● **WORK TO BE COMPLETED**
Rewrite the part of the mailing-list reply on amavis starting with "True. But neither" and going on through "as a result.", putting "isolate" in place of "quarantine".

● **SOURCE DOCUMENT**
################

On Sep 6, 2006, at 2:44 PM, Todd Lyons wrote:
I do think that there is too much of a danger of denial of service attacks or mail failure due to the milter crashing if you scan your mail during the SMTP phase. I have regularly seen ISPs that can't accept mail because
of this problem.  I would (at the risk of being repetitive, as I have
argued this before) therefore like to point out the benefits of using a manager for clamav such as Amavis (which I have never used) or MailScanner

Ok, so instead of:
 sendmail -> clamav-milter -> clamd
You propose:
 sendmail -> amavis-milter -> clamscan

There's no advantage to amavis in this case, and it's actually worse if
it's using clamscan since it has to load the virus database everytime.

Only if amavis decides that it needs to pass the message through virus scanning.

Most people configure amavis to look for and immediately reject a wide range of email based on MIME content-types or the extensions of file attachments without having to perform more expensive checking like unpacking archives or passing them to external virus scanners like ClamAV.

I don't know how to configure amavis to *NOT* be run at SMTP phase.

One way would be to use another MTA like Postfix & its "content_filter" mechanism. Or you could use sendmail in conjunction with procmail as the LDA, and have a site-wide procmail config which passes email intended for local delivery via amavis first.

(which I do use and highly recommend).  This means that your MTA can
cope much better with a large peak of incoming mail and then let the
scanning manager take care of the virus scanning (as well as other actions such as dealing with spam, complying with user policies etc) off line.

Sending bogus DSN's is not a good netizen.

True. But neither is dropping email on the floor without notification. Amavis lets you control whether to reject, bounce, discard, or quarantine email, and you can choose different behaviors for spam, versus viral email, versus mail banned for bad headers or bad attachments.

Of course, whether you can reject a message with a 5xx SMTP response depends on whether you've hooked amavis into the MTA during the SMTP phase; if you are doing scanning later, your choices are more limited as a result.

################

● **DATASET ENTRIES**
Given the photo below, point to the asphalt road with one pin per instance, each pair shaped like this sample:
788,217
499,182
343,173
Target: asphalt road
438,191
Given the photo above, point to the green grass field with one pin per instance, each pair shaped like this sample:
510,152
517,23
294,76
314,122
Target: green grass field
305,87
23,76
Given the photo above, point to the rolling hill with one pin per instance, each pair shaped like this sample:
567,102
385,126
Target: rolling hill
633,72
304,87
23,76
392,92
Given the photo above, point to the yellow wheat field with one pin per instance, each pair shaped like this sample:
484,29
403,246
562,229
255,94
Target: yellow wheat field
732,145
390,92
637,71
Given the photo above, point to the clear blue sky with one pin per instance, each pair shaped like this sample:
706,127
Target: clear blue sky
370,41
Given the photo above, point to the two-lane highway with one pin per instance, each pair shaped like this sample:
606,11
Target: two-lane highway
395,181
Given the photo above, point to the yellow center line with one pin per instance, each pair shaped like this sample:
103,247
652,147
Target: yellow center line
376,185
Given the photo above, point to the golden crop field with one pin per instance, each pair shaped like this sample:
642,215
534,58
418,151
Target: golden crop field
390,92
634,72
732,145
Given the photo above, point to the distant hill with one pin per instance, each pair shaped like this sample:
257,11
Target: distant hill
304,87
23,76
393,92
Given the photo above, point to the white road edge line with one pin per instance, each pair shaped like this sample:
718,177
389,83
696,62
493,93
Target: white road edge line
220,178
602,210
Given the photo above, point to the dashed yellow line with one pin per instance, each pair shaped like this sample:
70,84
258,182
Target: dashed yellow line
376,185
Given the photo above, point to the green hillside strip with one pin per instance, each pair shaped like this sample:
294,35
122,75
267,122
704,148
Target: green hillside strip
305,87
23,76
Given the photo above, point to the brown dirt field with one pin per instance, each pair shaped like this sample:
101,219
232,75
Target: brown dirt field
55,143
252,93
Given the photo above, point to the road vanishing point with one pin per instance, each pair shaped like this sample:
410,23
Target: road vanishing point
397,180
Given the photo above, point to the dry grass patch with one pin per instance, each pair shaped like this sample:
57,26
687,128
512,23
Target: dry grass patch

################

● **EXERCISE RESPONSE**
True. But neither is dropping email on the floor without notification. Amavis lets you control whether to reject, bounce, discard, or isolate email, and you can choose different behaviors for spam, versus viral email, versus mail banned for bad headers or bad attachments.

Of course, whether you can reject a message with a 5xx SMTP response depends on whether you've hooked amavis into the MTA during the SMTP phase; if you are doing scanning later, your choices are more limited as a result.